(SOURCE TEXT)
More resilient, inclusive and sustainable education systems
To mark this year's International Education Day, there is a global focus on strengthening international collaboration and solidarity to place education at the heart of post-COVID-19 recovery. This year's theme "Restoring and Reinvigorating Education for the COVID-19 Generation" positions the crisis as a wake-up call, inviting education systems to become more resilient to the crisis and also more inclusive, flexible and sustainable.
In the COVID-19 education response plan, developed by the Lao Ministry of Education and Sports (MoES) in August 2020 with the support of UNICEF and in collaboration with other NGOs and UN agencies, the following needs were identified: a digital platform to host all online courses, specific applications and enhanced access to TV, radio, YouTube channels, etc.
But, according to Vithanya Noonan, Country Director of Aide et Action in Laos, bridging the digital divide between privileged and poor families involves more than providing access to smartphones, tablets or computers. It requires strong investment and collaboration from the government in developing programmes, training and more.
" Specific teaching methods and materials would need to be developed according to the grades and subjects of the national curriculum. There should also be coordination with the government to ensure the expansion of a sufficient Internet signal to cover rural and remote areas to match the investment in educational development "explains Vithanya.
(End SOURCE TEXT)
(SUPPLIED MATERIAL)
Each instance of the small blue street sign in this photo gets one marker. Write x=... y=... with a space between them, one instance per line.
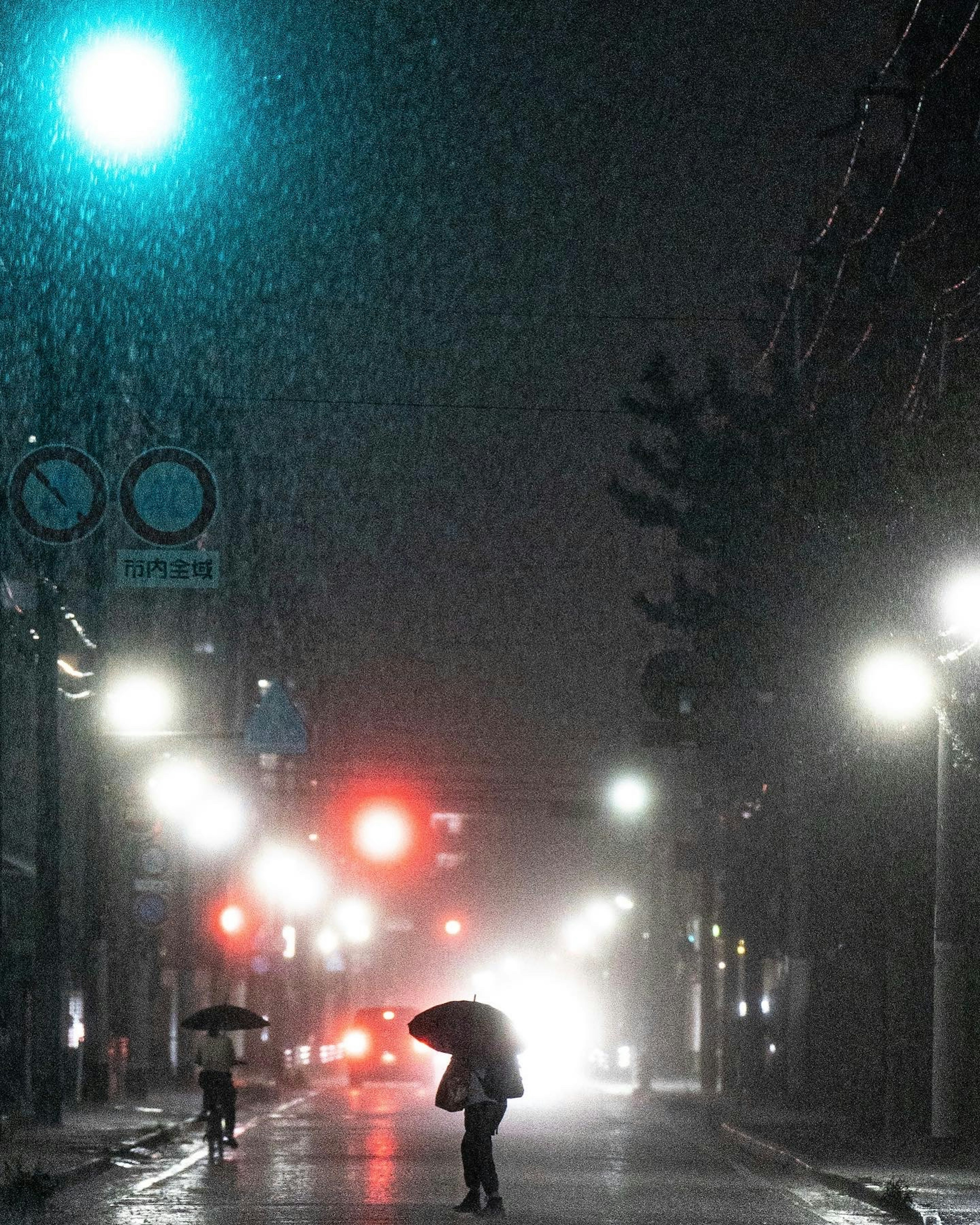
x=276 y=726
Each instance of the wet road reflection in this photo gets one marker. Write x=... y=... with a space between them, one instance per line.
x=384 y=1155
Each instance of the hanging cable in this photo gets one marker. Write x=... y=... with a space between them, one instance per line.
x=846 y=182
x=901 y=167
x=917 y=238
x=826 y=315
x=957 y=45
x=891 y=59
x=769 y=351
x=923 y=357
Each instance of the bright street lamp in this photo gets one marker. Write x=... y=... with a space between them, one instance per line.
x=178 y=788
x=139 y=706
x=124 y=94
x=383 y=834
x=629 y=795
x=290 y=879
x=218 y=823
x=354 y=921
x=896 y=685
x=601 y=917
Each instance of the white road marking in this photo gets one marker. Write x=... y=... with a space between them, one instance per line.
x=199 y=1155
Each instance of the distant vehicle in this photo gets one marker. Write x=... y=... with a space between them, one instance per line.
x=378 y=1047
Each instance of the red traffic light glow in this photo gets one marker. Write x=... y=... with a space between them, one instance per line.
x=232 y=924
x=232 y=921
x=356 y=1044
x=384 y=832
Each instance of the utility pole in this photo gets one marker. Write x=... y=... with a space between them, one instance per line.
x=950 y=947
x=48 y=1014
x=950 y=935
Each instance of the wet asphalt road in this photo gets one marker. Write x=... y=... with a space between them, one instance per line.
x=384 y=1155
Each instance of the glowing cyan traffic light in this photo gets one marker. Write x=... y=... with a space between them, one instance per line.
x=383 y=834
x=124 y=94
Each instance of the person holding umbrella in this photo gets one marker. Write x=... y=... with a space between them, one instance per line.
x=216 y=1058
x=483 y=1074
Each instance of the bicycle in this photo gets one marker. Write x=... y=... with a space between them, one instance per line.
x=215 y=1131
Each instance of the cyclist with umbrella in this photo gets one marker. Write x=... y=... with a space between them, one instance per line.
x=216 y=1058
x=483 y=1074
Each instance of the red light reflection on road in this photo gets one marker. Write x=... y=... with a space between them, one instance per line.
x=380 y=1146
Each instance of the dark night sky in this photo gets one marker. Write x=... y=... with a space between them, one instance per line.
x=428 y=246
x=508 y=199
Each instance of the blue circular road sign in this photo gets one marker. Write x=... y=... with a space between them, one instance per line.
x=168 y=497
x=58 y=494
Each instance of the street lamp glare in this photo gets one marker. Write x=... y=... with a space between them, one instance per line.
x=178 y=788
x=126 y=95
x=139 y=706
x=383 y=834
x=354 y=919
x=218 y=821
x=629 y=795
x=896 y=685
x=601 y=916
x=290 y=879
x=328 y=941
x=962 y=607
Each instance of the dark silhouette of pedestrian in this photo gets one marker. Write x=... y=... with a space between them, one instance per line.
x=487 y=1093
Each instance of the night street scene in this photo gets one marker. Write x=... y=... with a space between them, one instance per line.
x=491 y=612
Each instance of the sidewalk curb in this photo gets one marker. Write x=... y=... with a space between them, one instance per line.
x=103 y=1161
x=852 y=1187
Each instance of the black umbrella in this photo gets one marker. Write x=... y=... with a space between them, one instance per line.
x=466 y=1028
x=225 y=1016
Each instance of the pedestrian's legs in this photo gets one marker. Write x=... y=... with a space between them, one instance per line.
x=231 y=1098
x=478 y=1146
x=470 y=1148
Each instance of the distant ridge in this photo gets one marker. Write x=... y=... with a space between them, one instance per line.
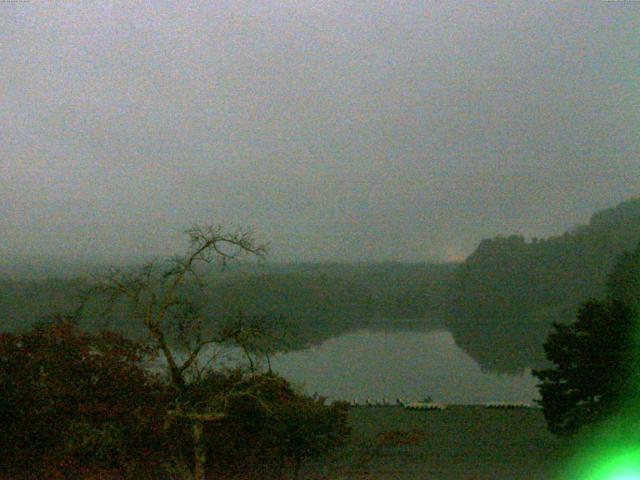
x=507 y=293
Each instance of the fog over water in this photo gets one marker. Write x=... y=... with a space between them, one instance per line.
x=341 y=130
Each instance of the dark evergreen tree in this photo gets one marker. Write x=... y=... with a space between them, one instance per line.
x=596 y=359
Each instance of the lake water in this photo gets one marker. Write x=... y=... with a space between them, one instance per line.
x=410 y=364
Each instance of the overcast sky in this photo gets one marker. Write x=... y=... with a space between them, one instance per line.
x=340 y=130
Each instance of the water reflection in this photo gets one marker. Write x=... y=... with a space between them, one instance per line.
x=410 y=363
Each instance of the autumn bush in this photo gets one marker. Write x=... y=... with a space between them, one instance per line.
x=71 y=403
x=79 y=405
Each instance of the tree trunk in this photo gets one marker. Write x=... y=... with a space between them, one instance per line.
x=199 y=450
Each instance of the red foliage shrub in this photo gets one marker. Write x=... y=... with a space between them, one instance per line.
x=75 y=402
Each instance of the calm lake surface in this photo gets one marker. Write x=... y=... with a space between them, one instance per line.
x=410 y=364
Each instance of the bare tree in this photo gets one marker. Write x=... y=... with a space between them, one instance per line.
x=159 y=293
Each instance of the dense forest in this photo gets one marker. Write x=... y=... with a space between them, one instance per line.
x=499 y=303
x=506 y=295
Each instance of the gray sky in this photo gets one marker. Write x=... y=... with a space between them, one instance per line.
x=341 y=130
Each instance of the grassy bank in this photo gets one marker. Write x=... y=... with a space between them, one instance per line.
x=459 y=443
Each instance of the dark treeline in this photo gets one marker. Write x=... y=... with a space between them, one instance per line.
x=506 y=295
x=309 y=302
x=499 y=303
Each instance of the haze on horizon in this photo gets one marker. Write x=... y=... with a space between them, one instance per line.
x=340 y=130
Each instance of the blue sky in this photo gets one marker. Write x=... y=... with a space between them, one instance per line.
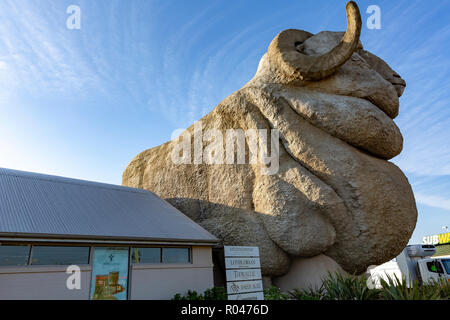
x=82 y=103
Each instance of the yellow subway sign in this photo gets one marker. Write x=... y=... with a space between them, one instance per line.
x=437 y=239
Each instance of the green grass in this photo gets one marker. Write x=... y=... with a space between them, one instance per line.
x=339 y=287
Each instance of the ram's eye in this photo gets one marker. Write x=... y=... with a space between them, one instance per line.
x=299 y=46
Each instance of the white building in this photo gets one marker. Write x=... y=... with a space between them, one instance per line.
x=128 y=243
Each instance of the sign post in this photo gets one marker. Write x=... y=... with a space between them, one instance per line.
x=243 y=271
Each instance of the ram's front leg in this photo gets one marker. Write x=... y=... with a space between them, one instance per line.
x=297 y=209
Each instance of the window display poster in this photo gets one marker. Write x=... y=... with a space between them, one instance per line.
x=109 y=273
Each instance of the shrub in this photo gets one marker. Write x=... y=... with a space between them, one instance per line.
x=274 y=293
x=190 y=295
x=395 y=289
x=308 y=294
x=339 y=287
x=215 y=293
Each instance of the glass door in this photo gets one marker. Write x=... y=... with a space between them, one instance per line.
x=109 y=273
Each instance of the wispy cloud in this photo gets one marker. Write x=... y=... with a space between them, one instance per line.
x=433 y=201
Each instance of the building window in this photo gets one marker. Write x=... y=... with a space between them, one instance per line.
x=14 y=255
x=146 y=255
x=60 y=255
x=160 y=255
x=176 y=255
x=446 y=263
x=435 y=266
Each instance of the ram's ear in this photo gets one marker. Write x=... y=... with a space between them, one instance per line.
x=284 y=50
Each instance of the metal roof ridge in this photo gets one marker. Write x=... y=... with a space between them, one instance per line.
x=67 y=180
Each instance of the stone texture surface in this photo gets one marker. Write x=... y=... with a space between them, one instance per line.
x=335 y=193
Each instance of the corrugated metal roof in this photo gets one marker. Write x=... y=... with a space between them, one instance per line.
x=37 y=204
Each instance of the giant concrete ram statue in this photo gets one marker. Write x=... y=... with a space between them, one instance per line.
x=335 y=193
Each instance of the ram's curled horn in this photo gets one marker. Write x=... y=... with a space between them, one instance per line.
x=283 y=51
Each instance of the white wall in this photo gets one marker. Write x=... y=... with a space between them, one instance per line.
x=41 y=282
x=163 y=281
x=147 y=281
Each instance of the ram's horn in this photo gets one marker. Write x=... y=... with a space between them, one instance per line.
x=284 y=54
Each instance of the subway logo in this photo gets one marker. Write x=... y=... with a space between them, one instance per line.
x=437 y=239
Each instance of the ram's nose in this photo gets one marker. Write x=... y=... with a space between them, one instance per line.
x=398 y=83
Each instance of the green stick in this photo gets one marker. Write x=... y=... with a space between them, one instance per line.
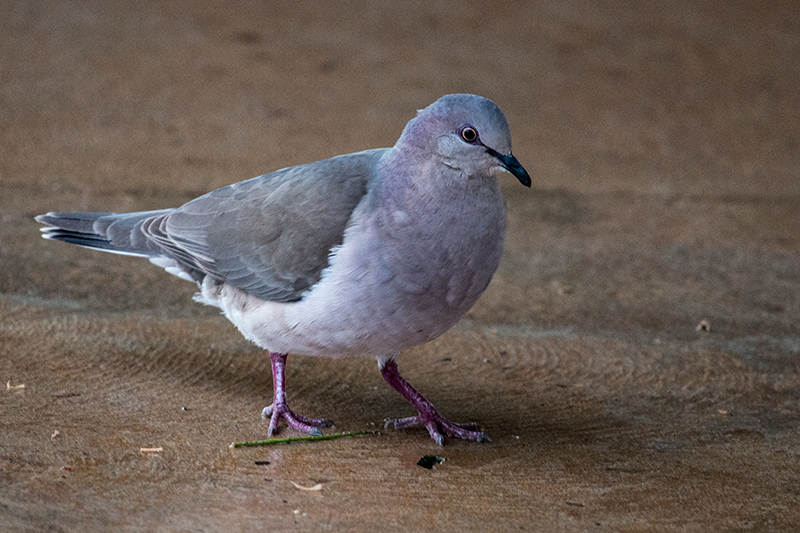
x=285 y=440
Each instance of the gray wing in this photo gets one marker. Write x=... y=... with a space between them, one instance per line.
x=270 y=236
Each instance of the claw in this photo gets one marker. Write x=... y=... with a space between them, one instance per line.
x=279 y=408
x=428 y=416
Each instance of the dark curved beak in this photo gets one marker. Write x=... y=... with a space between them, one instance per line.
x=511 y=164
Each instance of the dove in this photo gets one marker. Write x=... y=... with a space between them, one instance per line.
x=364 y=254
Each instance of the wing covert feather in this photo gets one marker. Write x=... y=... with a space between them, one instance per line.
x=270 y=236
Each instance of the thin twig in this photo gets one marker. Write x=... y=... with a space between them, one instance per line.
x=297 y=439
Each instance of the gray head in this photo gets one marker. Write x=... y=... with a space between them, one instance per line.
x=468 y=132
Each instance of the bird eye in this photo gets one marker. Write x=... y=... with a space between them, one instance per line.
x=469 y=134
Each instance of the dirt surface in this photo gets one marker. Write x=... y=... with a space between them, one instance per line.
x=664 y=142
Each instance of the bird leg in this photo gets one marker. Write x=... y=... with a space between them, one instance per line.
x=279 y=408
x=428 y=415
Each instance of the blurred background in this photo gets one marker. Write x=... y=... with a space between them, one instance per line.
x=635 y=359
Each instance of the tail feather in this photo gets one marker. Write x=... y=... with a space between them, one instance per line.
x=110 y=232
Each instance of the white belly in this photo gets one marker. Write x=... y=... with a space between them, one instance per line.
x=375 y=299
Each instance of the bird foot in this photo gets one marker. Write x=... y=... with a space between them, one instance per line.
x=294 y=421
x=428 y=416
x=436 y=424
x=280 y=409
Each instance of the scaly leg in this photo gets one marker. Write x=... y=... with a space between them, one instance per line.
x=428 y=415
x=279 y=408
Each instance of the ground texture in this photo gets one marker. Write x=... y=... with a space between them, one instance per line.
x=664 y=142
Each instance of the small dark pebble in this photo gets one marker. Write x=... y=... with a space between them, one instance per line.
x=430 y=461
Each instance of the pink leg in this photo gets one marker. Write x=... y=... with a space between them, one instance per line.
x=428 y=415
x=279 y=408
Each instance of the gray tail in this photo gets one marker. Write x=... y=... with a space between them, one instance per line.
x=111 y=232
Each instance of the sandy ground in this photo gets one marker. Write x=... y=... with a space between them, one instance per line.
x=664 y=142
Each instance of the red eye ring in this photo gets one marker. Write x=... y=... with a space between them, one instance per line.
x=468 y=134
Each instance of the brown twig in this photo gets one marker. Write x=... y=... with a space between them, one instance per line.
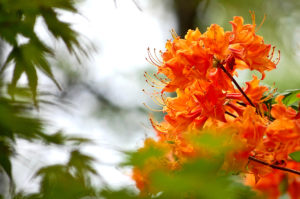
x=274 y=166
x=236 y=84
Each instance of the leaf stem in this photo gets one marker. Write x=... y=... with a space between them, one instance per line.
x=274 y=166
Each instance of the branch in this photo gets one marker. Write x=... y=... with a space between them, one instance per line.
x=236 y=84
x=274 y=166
(End SUPPLIED MATERIAL)
TASK LIST:
a) Return the part of the text on education systems starting at "In the COVID-19" and ending at "YouTube channels, etc.".
b) In the text on education systems, which qualities does this year's theme invite education systems to become more of?

RESULTS BY TASK:
a)
In the COVID-19 education response plan, developed by the Lao Ministry of Education and Sports (MoES) in August 2020 with the support of UNICEF and in collaboration with other NGOs and UN agencies, the following needs were identified: a digital platform to host all online courses, specific applications and enhanced access to TV, radio, YouTube channels, etc.

b) Resilient, inclusive, flexible, sustainable